REQUIRED WORK — Print the range of lines that opens with the line containing "the white refrigerator" and closes with the last line of the listing. Include both ends; print nothing more.

DATA ROWS —
======

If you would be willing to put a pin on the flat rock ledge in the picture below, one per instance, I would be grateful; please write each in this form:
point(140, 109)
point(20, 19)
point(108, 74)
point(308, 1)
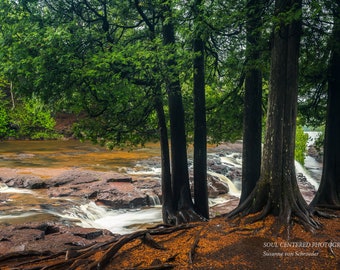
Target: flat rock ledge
point(49, 237)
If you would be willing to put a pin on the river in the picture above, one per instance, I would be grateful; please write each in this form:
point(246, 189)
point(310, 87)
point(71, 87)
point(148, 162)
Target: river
point(49, 158)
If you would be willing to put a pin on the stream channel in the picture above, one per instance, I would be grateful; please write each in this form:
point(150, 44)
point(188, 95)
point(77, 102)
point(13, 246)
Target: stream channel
point(49, 158)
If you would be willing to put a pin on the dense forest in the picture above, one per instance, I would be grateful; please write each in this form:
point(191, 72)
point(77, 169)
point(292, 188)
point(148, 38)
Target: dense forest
point(182, 72)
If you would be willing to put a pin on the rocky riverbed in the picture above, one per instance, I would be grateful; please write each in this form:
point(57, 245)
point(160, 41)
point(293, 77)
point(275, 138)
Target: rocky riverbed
point(125, 190)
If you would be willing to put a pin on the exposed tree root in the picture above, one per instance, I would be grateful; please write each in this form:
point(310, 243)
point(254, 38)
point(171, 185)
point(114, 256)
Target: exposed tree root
point(96, 256)
point(291, 210)
point(194, 245)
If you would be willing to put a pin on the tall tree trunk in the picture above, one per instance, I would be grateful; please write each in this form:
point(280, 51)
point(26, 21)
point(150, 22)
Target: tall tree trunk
point(167, 201)
point(252, 121)
point(183, 205)
point(328, 194)
point(200, 126)
point(277, 192)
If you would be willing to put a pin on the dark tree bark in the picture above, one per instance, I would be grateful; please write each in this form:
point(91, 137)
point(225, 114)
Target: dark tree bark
point(167, 202)
point(200, 126)
point(183, 206)
point(328, 194)
point(252, 121)
point(277, 192)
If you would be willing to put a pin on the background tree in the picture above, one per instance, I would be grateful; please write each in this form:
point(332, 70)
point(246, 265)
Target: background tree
point(252, 121)
point(200, 125)
point(277, 192)
point(328, 194)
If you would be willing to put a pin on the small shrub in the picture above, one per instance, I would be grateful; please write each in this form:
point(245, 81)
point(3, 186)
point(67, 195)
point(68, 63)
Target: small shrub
point(300, 145)
point(33, 119)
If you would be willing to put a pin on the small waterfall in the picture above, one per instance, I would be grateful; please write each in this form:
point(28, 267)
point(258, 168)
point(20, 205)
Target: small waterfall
point(153, 200)
point(232, 188)
point(231, 160)
point(90, 215)
point(300, 169)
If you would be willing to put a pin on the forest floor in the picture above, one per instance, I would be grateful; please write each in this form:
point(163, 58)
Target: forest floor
point(217, 244)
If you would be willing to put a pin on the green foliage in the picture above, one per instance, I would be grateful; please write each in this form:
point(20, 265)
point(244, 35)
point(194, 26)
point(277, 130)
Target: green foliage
point(300, 145)
point(4, 118)
point(33, 120)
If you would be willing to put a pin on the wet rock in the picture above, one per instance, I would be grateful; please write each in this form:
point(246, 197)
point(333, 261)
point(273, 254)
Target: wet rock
point(53, 237)
point(25, 181)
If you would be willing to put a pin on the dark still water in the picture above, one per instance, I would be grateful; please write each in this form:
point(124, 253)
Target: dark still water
point(70, 154)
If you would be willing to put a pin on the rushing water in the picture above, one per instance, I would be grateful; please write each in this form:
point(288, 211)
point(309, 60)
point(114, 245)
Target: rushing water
point(48, 158)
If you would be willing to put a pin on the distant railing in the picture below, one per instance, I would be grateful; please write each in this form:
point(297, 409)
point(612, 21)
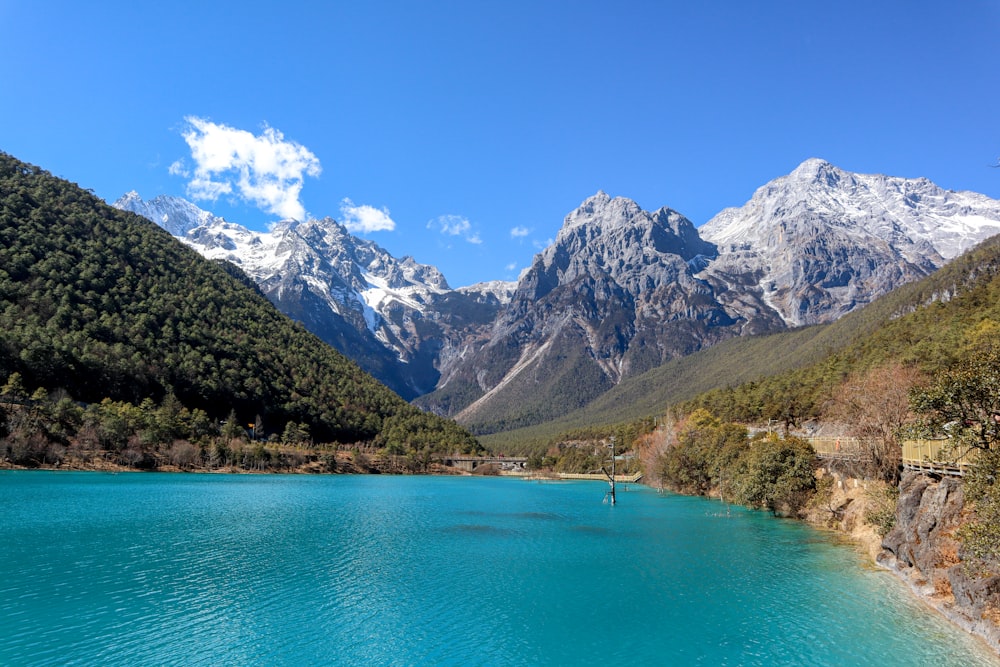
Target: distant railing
point(937, 456)
point(836, 448)
point(629, 479)
point(928, 455)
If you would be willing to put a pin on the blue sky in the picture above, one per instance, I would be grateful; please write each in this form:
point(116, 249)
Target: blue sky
point(462, 133)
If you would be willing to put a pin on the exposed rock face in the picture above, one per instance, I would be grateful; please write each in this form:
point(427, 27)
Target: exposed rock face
point(921, 548)
point(620, 291)
point(392, 316)
point(815, 244)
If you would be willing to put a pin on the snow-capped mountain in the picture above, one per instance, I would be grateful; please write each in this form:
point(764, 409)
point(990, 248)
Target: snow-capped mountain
point(613, 296)
point(820, 242)
point(178, 216)
point(390, 315)
point(620, 290)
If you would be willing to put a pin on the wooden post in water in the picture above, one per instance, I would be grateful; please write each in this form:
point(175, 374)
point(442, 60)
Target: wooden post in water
point(611, 477)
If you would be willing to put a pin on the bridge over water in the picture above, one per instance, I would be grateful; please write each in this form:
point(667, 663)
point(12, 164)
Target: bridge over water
point(470, 463)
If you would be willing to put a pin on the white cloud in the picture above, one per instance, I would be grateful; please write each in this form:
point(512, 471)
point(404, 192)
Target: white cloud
point(455, 225)
point(365, 218)
point(265, 170)
point(178, 169)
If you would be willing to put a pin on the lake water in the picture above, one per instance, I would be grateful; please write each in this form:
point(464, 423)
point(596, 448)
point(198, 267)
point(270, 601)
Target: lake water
point(173, 569)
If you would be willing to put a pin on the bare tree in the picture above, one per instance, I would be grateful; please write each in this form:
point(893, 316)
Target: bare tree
point(876, 405)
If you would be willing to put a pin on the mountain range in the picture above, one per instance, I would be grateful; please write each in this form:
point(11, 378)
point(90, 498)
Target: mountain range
point(620, 291)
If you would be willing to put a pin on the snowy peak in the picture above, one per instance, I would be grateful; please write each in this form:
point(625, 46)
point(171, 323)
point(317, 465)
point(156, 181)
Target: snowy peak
point(818, 195)
point(383, 312)
point(820, 241)
point(178, 216)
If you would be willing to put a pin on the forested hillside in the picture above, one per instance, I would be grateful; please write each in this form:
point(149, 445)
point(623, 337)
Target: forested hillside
point(102, 304)
point(926, 325)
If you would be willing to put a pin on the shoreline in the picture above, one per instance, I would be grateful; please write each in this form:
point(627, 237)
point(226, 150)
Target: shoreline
point(843, 518)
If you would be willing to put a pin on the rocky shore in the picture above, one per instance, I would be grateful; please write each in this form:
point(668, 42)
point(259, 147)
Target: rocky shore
point(922, 550)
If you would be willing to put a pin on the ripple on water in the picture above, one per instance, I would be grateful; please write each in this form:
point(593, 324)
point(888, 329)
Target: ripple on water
point(204, 570)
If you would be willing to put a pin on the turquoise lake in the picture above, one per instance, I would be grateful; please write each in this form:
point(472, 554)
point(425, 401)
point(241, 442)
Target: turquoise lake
point(175, 569)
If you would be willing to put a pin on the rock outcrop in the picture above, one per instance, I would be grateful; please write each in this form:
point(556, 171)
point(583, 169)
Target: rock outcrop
point(922, 549)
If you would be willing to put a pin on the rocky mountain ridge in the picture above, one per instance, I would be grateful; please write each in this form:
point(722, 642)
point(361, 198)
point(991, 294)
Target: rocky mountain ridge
point(389, 314)
point(620, 290)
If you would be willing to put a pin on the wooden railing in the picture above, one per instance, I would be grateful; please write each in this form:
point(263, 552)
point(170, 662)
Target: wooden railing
point(836, 448)
point(937, 456)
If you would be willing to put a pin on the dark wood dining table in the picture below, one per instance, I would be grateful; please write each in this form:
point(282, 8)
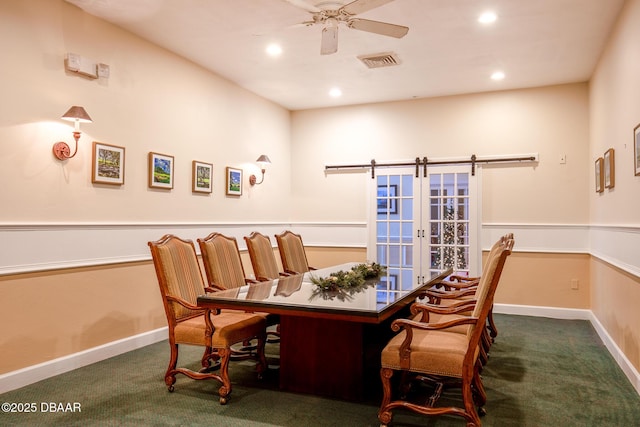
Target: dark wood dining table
point(330, 342)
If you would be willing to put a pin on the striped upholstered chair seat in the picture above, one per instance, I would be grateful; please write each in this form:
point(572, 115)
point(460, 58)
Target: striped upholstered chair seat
point(224, 269)
point(263, 260)
point(292, 253)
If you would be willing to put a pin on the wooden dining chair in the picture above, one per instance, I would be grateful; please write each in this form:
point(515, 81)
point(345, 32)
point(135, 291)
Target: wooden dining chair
point(424, 349)
point(263, 260)
point(459, 288)
point(224, 270)
point(222, 262)
point(463, 293)
point(181, 282)
point(292, 253)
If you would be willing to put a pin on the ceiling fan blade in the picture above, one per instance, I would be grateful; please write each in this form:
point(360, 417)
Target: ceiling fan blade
point(304, 5)
point(383, 28)
point(360, 6)
point(329, 42)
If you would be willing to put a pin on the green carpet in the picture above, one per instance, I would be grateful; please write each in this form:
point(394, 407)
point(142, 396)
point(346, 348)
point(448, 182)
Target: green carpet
point(541, 372)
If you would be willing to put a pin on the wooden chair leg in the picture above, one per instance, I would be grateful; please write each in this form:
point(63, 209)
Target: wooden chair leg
point(225, 390)
point(384, 414)
point(492, 326)
point(170, 375)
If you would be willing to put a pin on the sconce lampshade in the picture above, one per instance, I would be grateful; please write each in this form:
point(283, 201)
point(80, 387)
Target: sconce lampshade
point(77, 114)
point(263, 161)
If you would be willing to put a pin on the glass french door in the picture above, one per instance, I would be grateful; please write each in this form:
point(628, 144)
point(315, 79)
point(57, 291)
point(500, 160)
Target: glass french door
point(420, 225)
point(451, 220)
point(394, 219)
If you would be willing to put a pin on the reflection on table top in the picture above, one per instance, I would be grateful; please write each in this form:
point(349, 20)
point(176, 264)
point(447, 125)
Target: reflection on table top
point(298, 295)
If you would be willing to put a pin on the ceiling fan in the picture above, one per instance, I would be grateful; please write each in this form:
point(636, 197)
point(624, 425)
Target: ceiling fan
point(331, 14)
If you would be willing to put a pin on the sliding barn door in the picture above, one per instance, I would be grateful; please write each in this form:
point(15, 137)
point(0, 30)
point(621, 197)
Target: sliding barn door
point(419, 225)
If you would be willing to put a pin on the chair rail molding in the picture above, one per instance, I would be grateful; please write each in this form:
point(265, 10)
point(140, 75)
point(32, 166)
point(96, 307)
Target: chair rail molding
point(72, 245)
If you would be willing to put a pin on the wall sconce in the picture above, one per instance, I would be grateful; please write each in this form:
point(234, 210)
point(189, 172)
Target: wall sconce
point(262, 161)
point(77, 115)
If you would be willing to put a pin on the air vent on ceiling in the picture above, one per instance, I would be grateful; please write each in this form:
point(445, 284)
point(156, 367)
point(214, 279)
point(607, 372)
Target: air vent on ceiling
point(379, 60)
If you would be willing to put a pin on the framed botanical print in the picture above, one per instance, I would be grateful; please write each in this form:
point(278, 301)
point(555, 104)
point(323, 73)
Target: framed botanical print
point(609, 169)
point(234, 181)
point(160, 170)
point(107, 166)
point(599, 175)
point(201, 177)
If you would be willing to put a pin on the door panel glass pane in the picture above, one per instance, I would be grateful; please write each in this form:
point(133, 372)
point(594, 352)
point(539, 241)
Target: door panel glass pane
point(394, 256)
point(381, 232)
point(407, 209)
point(407, 232)
point(407, 280)
point(407, 256)
point(381, 253)
point(394, 232)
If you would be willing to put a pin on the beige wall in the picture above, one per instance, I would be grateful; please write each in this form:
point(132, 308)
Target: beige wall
point(550, 121)
point(153, 101)
point(615, 111)
point(156, 101)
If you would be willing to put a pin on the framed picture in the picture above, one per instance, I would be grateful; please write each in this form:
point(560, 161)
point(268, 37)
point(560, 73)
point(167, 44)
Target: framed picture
point(108, 164)
point(202, 177)
point(234, 181)
point(387, 201)
point(160, 171)
point(609, 169)
point(599, 175)
point(636, 148)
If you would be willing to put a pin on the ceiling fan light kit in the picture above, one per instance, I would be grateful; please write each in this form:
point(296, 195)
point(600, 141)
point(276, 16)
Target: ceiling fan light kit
point(330, 14)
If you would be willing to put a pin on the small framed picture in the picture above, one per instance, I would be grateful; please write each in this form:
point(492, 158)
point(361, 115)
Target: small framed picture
point(201, 177)
point(636, 148)
point(609, 169)
point(234, 181)
point(599, 175)
point(108, 164)
point(160, 171)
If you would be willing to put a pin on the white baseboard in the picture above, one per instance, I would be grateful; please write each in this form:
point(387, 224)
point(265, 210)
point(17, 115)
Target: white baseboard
point(32, 374)
point(576, 314)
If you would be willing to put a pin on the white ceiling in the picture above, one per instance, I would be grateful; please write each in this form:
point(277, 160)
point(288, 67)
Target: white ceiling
point(446, 51)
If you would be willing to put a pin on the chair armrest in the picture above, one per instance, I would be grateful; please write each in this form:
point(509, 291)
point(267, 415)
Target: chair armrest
point(184, 303)
point(458, 278)
point(410, 325)
point(457, 308)
point(448, 285)
point(435, 295)
point(213, 287)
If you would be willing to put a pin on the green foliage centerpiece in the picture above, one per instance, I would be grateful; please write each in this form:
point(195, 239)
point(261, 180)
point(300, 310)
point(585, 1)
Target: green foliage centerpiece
point(346, 283)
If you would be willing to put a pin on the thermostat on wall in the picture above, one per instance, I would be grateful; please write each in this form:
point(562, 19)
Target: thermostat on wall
point(80, 65)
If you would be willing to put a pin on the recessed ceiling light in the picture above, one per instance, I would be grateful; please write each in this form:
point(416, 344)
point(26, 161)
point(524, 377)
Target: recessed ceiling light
point(497, 75)
point(335, 92)
point(274, 50)
point(487, 18)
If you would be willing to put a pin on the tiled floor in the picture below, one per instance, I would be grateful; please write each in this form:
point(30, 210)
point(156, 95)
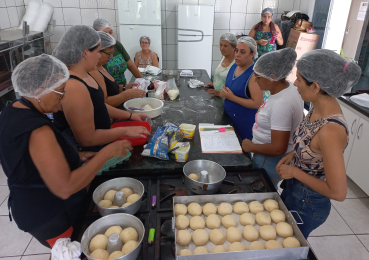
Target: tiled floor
point(345, 235)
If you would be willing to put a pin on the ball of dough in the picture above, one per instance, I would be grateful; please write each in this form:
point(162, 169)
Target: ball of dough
point(197, 222)
point(100, 254)
point(217, 236)
point(183, 237)
point(128, 234)
point(98, 242)
point(200, 237)
point(209, 208)
point(224, 209)
point(256, 245)
point(240, 207)
point(194, 209)
point(200, 250)
point(272, 244)
point(271, 205)
point(284, 229)
point(291, 242)
point(233, 234)
point(129, 246)
point(278, 216)
point(256, 206)
point(180, 209)
point(267, 232)
point(236, 246)
point(263, 218)
point(213, 221)
point(182, 222)
point(113, 229)
point(105, 203)
point(229, 221)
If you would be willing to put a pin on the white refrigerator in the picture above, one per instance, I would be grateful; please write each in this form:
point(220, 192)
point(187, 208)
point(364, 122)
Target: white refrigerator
point(195, 37)
point(140, 18)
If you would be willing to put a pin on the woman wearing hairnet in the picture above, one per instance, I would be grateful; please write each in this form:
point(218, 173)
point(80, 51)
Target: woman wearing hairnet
point(242, 95)
point(227, 45)
point(277, 117)
point(315, 170)
point(45, 175)
point(84, 108)
point(105, 80)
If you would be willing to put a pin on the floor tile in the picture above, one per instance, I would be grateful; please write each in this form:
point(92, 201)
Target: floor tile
point(334, 225)
point(355, 212)
point(338, 247)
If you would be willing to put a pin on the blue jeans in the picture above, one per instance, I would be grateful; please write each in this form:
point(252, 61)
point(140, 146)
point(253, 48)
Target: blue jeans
point(312, 207)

======

ANSWER TO THE PROBLEM —
If you would be willing to put a pin on the white refrigerator in the picture above, one per instance, I would be grateful; please write each in this form:
point(220, 192)
point(187, 208)
point(364, 122)
Target: white refrigerator
point(195, 37)
point(140, 18)
If you would be willing to put a pin on the woman wearing hairnet in the picture above, one per instance, I would be grateful; please write each in this form:
point(218, 173)
point(80, 51)
Target: woman wearing hairnet
point(242, 95)
point(227, 45)
point(277, 117)
point(315, 170)
point(45, 175)
point(84, 108)
point(105, 80)
If you would be willing to put a pin on the floor tile in the picture above, one per instance, I would be grateful; please write each in this form:
point(92, 201)
Target: floor tile
point(334, 225)
point(355, 212)
point(338, 247)
If you would be willing to put a pin on the blue jeans in the picture above, one per instance, I would be grateful; please write each in this form:
point(252, 61)
point(140, 146)
point(253, 48)
Target: blue jeans
point(312, 207)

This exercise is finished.